SUPPLIED PASSAGE below:
U.S. ARMY SCUBA DIVER BADGE

The Army’s elite cadre of Combat Divers was no doubt elated when the decision was made in 2004 not only to redesign their qualification badge, but also to change its name from Scuba Diver to Special Operations Diver. With a pair of menacing Sykes-Fairbain Commando knives and two sharks symbolizing the speed and striking power of Combat Divers, the new insignia was considerably more martial in appearance than the old design, which featured a Scuba mask and breathing mouthpiece. And the new title served to reflect Combat Divers’ duties rather than simply identifying a type of gear that, as often as not, is associated with recreational diving as often as it is with military actions.
 
But for Combat Divers who disliked the blandness of the Scuba Diver designation, there was one bit of solace: They could just as easily have been wearing Laru Diver badges.
 
The word “scuba” was first used by Dr. Christian Lambertsen in a paper he co-authored in 1952 as an acronym of a description he came up with for a rebreather device he had invented while in college. After the Navy had shown no interest in his “Self-Contained Underwater Breathing Apparatus,” which he had invented while attending Medical School at the University of Pennsylvania, Lambertsen arranged a poolside meeting with Office of Strategic Services (OSS) officials at Shoreham Hotel in Washington, D.C. to show off his device.
 
The OSS took a huge interest in the Lambertsen Amphibious Respirator Unit, or LARU, which enabled trained divers to stay submerged for nearly an hour without leaving a trail of telltale bubbles in their wakes. The agency, which eventually became the CIA, also was quite keen on the inventor: After joining the Army Medical Corps, Lambertsen was recruited into the cloak-and-dagger world of OSS, eventually being awarded the Legion of Merit by OSS General William “Wild Bill” Donovan.
 
Lambertsen patented his LARU in 1944, and its closed-circuit, bubble-free design made it extremely popular among U.S. military diver forces. And while it’s doubtful that the Army would have decided to use a patented name in the title of an insignia, it would not have been unprecedented. For a short time during World War II, the Navy established the International Business Machine Operator rating, eventually changing the designation to the more generic Punched Card Accounting Operators and Key Punch Operators and Supervisors.
End of SUPPLIED PASSAGE.
→ **HOW TO COMPLETE THIS TASK**
Transcribe the badge article starting at the words "But for Combat" and ending after "Laru Diver badges.". The listing has nothing to do with the badge article.
DATA FOR REVIEW below:
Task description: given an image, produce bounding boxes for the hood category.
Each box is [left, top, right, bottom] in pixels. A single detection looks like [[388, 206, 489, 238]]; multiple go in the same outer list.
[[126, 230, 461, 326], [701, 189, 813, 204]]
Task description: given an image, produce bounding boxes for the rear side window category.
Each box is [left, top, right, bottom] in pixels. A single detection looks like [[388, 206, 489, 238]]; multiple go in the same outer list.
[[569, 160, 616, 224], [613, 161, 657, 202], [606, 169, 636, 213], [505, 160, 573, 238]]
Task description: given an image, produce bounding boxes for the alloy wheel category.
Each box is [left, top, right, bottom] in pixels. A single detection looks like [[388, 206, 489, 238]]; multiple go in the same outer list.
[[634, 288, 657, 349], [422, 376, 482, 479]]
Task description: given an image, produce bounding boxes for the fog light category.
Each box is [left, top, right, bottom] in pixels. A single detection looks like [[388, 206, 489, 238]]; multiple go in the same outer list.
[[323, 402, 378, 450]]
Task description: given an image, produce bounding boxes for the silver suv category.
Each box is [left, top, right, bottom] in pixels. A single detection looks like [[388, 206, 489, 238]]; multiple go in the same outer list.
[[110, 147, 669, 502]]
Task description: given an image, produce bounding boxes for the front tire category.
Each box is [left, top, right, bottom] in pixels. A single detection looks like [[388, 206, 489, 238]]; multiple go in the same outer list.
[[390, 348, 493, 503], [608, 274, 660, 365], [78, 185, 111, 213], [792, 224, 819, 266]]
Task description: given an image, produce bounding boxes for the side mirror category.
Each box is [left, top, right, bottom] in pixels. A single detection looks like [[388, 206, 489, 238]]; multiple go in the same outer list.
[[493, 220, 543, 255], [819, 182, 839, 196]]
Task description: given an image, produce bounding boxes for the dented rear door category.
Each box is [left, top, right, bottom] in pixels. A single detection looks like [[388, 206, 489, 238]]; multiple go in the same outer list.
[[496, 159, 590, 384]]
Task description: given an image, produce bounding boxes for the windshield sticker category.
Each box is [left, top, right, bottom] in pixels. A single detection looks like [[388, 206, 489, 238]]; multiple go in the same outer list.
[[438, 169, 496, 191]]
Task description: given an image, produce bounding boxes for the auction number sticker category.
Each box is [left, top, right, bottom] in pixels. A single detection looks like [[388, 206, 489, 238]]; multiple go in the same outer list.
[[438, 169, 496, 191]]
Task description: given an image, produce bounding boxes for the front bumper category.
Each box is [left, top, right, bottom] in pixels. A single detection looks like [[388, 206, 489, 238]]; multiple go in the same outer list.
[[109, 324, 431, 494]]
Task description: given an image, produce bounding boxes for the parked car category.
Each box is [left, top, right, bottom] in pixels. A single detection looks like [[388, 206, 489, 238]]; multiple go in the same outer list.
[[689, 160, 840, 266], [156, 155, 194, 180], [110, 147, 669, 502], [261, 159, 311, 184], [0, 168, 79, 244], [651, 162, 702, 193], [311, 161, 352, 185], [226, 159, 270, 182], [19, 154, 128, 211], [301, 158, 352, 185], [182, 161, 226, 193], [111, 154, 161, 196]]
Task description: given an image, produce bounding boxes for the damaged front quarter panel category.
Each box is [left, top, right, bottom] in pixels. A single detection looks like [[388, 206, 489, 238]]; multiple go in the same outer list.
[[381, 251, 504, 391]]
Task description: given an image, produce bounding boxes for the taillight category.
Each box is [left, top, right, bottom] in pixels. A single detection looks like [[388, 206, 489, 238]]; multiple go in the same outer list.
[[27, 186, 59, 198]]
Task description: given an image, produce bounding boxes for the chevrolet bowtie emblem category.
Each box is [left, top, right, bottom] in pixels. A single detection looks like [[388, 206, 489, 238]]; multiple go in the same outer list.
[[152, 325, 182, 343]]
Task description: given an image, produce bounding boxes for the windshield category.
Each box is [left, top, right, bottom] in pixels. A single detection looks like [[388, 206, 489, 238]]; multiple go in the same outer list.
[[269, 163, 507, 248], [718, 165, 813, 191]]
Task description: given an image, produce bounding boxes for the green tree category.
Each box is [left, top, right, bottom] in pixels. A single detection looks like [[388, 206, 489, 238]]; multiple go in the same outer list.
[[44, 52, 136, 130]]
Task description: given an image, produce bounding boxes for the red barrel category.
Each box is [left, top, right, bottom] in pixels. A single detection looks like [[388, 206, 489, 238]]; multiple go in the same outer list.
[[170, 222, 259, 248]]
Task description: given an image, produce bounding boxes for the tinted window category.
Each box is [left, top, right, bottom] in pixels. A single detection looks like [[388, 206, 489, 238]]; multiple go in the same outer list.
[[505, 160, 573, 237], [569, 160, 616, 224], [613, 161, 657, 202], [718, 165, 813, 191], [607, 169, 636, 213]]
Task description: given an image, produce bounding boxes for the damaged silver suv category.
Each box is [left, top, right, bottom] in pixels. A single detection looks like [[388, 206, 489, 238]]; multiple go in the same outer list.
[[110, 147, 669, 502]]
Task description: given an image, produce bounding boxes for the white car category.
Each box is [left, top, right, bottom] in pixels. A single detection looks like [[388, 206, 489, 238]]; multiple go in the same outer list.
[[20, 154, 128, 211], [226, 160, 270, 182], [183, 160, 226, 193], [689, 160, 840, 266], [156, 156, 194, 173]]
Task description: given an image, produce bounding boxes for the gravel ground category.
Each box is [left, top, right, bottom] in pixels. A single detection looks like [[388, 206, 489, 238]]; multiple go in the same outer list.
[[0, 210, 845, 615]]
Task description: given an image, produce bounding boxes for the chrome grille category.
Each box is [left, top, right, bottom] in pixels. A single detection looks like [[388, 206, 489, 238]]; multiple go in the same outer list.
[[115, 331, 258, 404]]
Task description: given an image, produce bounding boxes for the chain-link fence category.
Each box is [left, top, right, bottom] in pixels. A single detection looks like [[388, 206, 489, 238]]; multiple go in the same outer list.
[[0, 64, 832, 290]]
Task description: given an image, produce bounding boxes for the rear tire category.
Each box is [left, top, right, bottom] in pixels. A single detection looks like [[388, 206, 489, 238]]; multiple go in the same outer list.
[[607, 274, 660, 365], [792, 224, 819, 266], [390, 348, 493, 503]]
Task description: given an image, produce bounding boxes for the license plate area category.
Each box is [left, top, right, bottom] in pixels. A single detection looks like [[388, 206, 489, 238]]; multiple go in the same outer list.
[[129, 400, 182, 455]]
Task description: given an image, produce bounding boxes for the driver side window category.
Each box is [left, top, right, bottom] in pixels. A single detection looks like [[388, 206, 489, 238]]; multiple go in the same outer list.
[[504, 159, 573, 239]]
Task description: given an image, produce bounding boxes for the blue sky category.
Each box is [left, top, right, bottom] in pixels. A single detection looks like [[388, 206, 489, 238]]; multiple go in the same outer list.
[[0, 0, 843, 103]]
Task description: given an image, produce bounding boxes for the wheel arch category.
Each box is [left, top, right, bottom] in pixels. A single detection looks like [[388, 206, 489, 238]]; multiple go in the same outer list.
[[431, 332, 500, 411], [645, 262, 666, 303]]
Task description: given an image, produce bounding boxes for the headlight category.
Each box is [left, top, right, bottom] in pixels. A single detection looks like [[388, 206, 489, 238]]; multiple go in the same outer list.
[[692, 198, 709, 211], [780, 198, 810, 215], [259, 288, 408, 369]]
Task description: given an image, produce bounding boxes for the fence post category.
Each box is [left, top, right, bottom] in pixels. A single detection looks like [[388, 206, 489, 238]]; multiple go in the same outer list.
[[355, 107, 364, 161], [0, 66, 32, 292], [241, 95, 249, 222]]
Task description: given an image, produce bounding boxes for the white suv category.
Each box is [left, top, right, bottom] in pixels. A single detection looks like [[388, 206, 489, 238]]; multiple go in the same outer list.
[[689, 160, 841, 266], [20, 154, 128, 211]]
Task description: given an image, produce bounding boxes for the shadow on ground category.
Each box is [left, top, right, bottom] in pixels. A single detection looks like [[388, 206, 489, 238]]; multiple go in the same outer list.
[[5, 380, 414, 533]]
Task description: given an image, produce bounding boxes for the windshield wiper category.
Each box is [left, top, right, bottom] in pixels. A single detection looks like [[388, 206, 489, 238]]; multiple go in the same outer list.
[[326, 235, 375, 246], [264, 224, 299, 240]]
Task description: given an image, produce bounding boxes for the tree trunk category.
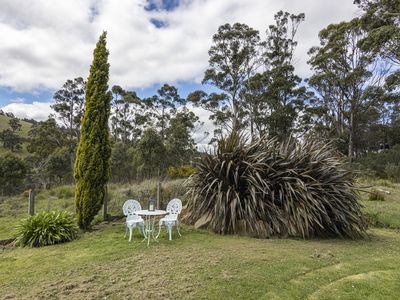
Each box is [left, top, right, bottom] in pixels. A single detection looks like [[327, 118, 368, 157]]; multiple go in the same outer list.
[[348, 111, 354, 163], [103, 186, 108, 221]]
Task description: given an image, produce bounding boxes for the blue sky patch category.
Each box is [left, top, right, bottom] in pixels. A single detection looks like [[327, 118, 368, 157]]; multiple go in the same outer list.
[[144, 0, 180, 11], [150, 18, 168, 28]]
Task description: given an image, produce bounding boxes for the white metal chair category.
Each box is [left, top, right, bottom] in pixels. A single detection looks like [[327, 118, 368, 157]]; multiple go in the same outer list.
[[156, 198, 182, 241], [122, 199, 145, 241]]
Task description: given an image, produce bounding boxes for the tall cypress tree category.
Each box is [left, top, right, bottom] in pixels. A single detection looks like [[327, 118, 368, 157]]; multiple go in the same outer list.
[[74, 32, 112, 229]]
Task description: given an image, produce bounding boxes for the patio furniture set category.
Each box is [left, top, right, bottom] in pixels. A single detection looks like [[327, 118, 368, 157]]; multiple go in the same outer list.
[[122, 198, 182, 245]]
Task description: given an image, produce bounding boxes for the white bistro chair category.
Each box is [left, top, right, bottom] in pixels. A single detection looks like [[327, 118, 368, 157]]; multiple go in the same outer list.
[[122, 199, 145, 241], [156, 198, 182, 241]]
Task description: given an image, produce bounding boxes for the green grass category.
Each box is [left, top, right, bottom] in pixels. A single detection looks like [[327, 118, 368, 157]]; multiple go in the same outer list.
[[0, 179, 185, 240], [360, 180, 400, 229], [0, 223, 400, 299], [0, 181, 400, 299]]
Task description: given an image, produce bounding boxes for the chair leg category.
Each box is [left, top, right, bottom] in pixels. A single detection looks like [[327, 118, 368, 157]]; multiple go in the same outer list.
[[156, 222, 162, 239], [176, 221, 182, 236], [129, 227, 132, 241], [168, 225, 172, 241]]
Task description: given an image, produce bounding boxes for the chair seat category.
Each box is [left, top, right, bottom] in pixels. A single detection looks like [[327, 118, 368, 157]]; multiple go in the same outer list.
[[160, 216, 178, 224], [126, 217, 143, 226]]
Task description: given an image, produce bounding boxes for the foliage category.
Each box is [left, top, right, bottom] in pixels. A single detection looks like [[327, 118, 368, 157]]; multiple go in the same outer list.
[[244, 11, 311, 139], [110, 142, 136, 182], [385, 163, 400, 182], [15, 211, 78, 247], [354, 0, 400, 64], [27, 118, 66, 159], [167, 165, 196, 178], [144, 84, 186, 142], [111, 85, 148, 145], [309, 18, 397, 159], [368, 189, 385, 201], [0, 129, 22, 152], [356, 144, 400, 181], [51, 77, 86, 143], [0, 154, 27, 195], [135, 128, 166, 178], [74, 32, 112, 229], [186, 132, 366, 238], [188, 23, 260, 129]]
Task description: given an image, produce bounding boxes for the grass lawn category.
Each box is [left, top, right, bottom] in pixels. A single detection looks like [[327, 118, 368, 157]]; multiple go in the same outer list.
[[0, 179, 400, 299], [0, 223, 400, 299]]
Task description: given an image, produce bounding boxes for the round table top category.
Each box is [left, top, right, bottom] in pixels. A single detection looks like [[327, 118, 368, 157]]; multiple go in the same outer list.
[[135, 209, 167, 216]]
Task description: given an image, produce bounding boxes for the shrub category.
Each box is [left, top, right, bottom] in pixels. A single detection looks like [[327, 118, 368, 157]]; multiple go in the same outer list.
[[15, 211, 78, 247], [184, 133, 366, 238], [368, 189, 385, 201], [167, 165, 196, 178], [385, 163, 400, 182]]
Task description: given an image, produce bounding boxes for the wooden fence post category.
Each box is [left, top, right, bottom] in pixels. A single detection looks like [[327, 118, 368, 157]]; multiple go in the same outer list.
[[103, 186, 108, 221], [28, 189, 35, 216], [157, 181, 161, 209]]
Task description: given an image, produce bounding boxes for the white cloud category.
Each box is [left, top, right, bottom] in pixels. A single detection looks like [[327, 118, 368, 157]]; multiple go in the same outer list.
[[1, 102, 54, 121], [0, 0, 357, 92]]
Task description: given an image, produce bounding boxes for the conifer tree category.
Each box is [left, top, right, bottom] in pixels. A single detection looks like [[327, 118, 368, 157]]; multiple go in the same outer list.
[[74, 32, 112, 229]]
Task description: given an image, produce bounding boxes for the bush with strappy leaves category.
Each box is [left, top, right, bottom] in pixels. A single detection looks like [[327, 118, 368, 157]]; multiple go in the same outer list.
[[185, 133, 366, 238], [15, 211, 78, 247]]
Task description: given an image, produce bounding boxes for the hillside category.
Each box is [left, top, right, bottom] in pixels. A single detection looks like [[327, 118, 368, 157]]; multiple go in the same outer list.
End of DATA FOR REVIEW.
→ **REPLY TO THE EXERCISE**
But for Combat Divers who disliked the blandness of the Scuba Diver designation, there was one bit of solace: They could just as easily have been wearing Laru Diver badges.